Coordinate annotation records:
==========

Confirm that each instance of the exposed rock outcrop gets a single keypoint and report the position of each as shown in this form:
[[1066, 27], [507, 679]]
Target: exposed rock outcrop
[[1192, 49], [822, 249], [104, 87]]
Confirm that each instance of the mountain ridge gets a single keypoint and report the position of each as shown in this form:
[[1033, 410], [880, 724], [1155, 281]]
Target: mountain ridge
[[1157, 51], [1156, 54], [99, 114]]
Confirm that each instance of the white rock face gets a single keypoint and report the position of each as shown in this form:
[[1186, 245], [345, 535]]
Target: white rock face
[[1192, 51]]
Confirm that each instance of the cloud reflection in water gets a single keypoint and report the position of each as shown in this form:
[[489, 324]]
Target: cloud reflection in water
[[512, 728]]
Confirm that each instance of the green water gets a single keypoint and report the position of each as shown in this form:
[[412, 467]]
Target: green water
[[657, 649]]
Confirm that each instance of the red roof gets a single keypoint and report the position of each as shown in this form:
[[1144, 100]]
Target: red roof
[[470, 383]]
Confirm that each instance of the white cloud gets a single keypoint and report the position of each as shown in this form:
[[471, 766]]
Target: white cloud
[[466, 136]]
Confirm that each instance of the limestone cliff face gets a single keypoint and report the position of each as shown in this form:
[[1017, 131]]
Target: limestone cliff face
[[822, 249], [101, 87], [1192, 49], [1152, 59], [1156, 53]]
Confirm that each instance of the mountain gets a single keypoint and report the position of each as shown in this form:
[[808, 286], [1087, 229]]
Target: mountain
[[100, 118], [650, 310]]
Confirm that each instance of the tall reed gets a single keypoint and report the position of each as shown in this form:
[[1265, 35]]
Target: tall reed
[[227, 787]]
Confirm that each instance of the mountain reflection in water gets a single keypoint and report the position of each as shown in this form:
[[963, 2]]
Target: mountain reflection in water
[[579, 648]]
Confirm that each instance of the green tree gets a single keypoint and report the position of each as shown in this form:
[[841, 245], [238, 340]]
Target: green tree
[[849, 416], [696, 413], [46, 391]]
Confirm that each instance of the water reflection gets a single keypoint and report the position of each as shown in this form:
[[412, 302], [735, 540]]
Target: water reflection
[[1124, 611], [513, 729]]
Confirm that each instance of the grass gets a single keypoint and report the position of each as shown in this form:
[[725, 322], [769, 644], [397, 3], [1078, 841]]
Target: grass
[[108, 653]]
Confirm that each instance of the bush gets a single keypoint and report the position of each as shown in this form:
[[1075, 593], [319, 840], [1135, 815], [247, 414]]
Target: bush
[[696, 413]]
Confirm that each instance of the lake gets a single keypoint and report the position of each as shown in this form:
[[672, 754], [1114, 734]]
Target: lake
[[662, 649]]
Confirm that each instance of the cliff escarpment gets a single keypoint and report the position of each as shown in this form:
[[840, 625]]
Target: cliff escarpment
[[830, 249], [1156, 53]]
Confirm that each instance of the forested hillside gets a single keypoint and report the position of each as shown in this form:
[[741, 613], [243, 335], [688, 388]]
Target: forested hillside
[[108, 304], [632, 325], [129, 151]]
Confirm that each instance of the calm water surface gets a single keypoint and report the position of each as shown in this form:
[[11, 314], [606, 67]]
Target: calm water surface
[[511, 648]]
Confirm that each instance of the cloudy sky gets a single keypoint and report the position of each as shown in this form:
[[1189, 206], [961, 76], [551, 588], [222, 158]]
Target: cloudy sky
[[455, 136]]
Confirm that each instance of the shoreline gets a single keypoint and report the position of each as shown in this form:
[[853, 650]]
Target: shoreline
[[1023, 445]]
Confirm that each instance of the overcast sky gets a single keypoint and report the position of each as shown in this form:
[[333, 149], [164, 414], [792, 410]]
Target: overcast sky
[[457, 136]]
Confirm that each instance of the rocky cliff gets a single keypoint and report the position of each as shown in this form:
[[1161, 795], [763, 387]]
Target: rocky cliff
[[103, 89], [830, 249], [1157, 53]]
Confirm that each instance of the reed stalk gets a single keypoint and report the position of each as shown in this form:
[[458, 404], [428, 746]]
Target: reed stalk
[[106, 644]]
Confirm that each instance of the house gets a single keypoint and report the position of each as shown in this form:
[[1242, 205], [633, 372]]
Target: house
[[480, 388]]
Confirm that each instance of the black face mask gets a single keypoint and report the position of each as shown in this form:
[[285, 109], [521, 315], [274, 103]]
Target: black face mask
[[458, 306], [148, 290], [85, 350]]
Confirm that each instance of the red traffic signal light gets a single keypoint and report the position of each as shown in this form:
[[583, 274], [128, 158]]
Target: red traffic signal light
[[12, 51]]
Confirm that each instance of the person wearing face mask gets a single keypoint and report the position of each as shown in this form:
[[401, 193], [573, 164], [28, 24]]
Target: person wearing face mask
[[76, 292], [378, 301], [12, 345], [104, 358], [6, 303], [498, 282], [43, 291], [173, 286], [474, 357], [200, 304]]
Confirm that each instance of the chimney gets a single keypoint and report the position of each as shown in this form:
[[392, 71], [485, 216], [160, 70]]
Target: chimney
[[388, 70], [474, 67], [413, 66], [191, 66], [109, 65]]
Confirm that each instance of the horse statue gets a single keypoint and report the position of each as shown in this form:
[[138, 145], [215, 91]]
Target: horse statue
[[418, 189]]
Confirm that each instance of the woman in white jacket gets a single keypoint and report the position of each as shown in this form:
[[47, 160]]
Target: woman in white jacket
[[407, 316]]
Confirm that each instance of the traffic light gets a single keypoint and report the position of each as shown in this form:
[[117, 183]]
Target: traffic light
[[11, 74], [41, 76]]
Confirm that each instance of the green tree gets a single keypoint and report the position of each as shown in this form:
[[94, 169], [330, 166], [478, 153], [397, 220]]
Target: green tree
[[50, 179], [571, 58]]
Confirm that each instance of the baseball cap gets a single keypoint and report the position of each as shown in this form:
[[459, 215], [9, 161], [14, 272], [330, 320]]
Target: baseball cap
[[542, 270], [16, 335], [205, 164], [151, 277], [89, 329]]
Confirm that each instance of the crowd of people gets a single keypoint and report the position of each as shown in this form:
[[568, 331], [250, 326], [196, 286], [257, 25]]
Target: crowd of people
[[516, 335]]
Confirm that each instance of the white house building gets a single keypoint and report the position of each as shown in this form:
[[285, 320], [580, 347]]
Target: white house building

==========

PROBLEM TO SOLVE:
Please reproduce the entire listing above word for word, keeping every line unchanged and in its original order.

SOLUTION FOR THIS EXERCISE:
Confirm that each instance of the exposed rock outcrop gets a single keypoint and report the position of each as shown in this form:
[[1066, 27], [507, 679]]
Target: exposed rock outcrop
[[1192, 49], [822, 249], [104, 87]]
Confirm that each instance of the mountain ridge gets a single keypoint and report the position of each as shown in this form:
[[1033, 410], [880, 724], [1155, 281]]
Target: mountain ridge
[[1157, 51], [1156, 54], [99, 114]]
Confirm that each instance of the white rock face gets a single keypoint and report the position of each as shown in this form:
[[1186, 245], [345, 535]]
Target: white rock face
[[1192, 51]]
Confirm that each instance of the cloud reflection in water gets a single keypoint and report the position of each as shown in this form:
[[489, 324]]
Target: cloud reflection in water
[[512, 728]]
Confirm that each instance of the green water gets a single keypoint and report the position of each as shown in this form:
[[412, 467]]
Target: green water
[[657, 649]]
Confirm that each instance of the red roof gets a single keypoint and report the position of each as shown in this form:
[[1144, 100]]
Target: red roof
[[470, 383]]
Confirm that each instance of the white cloud gets a single keypoint and report the position of each as shown in this form:
[[471, 766]]
Target: white cloud
[[466, 136]]
Confirm that each instance of the limestone cliff face gets a single keypoint and report the position of each as shown in this form:
[[1017, 131]]
Target: limestone cliff face
[[822, 249], [101, 87], [1192, 49], [1152, 59], [1156, 53]]
Confirm that each instance of the mountain gets a single keypoint and report the position of each as shown in this form:
[[808, 286], [1087, 229]]
Target: mountain
[[100, 118], [650, 310]]
Confirm that each instance of the tall reed gets a single keypoint and report the position of each as shown in this form:
[[1265, 35]]
Target: tall reed
[[227, 787]]
Confirm that each instance of the mountain reflection in water gets a single keypoint and report the position of each as shown in this form:
[[963, 2]]
Target: mountain reflection in water
[[579, 648]]
Confirm that each instance of the green tree gets a single keypoint and report the position of each as shown in this form:
[[841, 245], [238, 340]]
Target: green tree
[[849, 416], [696, 413], [46, 391]]
Confirm that each instance of the water reflection gets a single keypoint and report the position of each as shown in this form:
[[412, 302], [735, 540]]
Target: water reflection
[[1124, 611], [513, 729]]
Confirm that each instance of the grass gets a single keypoint and report the position of each as shown in this form:
[[725, 322], [769, 644], [397, 3], [1078, 841]]
Target: grass
[[108, 653]]
Confirm that each instance of the bush gets a single keypoint and report the position of each as shown in this form:
[[1075, 593], [319, 840], [1135, 815], [247, 414]]
Target: bush
[[696, 413]]
Confirm that each instance of the lake gets a single keypoint and report the position of each as shown in this form:
[[672, 754], [1114, 734]]
Target: lake
[[662, 649]]
Confirm that each instance of the cliff escarpment gets a single keypoint and report the position of each as shown in this form:
[[840, 625]]
Target: cliff escarpment
[[830, 249], [1156, 53]]
Confirm that each instance of the forested hillside gets a single keypoint and report the position of each as shown in this form:
[[741, 613], [243, 335], [688, 388]]
Target: forested hillside
[[108, 304], [632, 325], [129, 151]]
Confirm that each instance of the calm water surface gets a single keypoint and report the position of each as shown in this form:
[[11, 314], [606, 67]]
Target: calm water surface
[[511, 648]]
Confirm that each instance of the cloudy sky gets a single keypoint and report the position of each as shown in this form:
[[1189, 206], [961, 76], [551, 588], [222, 158]]
Target: cloudy sky
[[455, 136]]
Confirm that each instance of the shoreline gets a single keypoint and report the position of each as shown in this form:
[[853, 650]]
Target: shoreline
[[1023, 445]]
Confirm that each instance of the overcast sky gets a single keypoint and report the position of each as shown in this form:
[[333, 149], [164, 414], [792, 410]]
Target: overcast sky
[[457, 136]]
Confirm that each instance of the rocky cliff gets a single keypoint and report the position of each as shown in this form:
[[1161, 795], [763, 387]]
Target: rocky cliff
[[103, 89], [830, 249], [1157, 53]]
Confirm that each instance of the reed stalk gets a single keypoint and report the position of each as shown in this form:
[[458, 404], [428, 746]]
Target: reed stalk
[[106, 644]]
Confirm that each instance of the house gets a single keypoint and report the position of each as shown in this form:
[[1242, 205], [633, 372]]
Target: house
[[480, 388]]
Confirm that each instance of the black face mask gets a single keypoint and report the position of each as shown in this form:
[[285, 109], [521, 315], [274, 103]]
Target: black face mask
[[458, 306], [148, 290], [85, 350]]
Confirm that each instance of the red traffic signal light gets a single keypoint and report the position of each as shown in this form:
[[583, 274], [128, 158]]
Target: red traffic signal light
[[12, 51]]
Confirm that each instance of the person wearing face mask gets a single keypoint and report the position of each as shown in this form:
[[401, 193], [573, 164], [28, 24]]
Target: person wearing face mask
[[76, 292], [378, 301], [12, 345], [104, 358], [6, 303], [498, 282], [43, 291], [173, 286], [474, 357], [200, 304]]
Confirm that each instance of the chimney gets a single keypoint and report the position of each as shown in this form:
[[392, 71], [485, 216], [160, 70]]
Target: chimney
[[388, 70], [474, 67], [413, 66], [191, 66], [109, 65]]
Confirm that each instance of the horse statue gets a single keypoint and report the position of each as shown in this form:
[[138, 145], [215, 91]]
Target: horse statue
[[418, 189]]
Confirm that each instance of the woman in white jacket gets a single keypoint and report the position of each as shown in this form:
[[47, 160]]
Target: woman in white jacket
[[407, 316]]
Confirm that each instance of the traffic light gets a single keypoint and report the position of each as shown in this form:
[[117, 183]]
Target: traffic light
[[11, 74], [41, 76]]
Confirm that each instance of the green tree gets a single keypoint and report the position of each as shown in this form:
[[94, 169], [330, 166], [478, 153], [397, 220]]
Target: green tree
[[50, 179], [571, 58]]
Confirm that each instance of the baseball cap gets a single keypoint and report the position of each as shown in this form:
[[459, 215], [9, 161], [14, 272], [330, 320]]
Target: baseball cap
[[542, 270], [16, 335], [205, 164], [151, 277], [89, 329]]
Confirm that each instance of the crowd of people gets a single keypoint and report the position of each as shown in this form:
[[568, 331], [250, 326], [196, 286], [257, 25]]
Target: crowd of people
[[516, 335]]
Confirm that each instance of the white house building gets a single keypoint and report the position of each as shown in this form:
[[285, 320], [580, 347]]
Target: white house building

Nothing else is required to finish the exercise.